» Your instructions: Would you reproduce the listing exactly, leaving nothing out?

» Data for review:

+ + + +

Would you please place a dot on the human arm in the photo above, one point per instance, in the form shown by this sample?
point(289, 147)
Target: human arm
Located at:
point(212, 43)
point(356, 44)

+ + + +

» Answer area:
Would you please place a dot on the human arm in the photo above, one point per instance, in the form shown by this sample?
point(289, 147)
Target: human arm
Located at:
point(212, 43)
point(356, 44)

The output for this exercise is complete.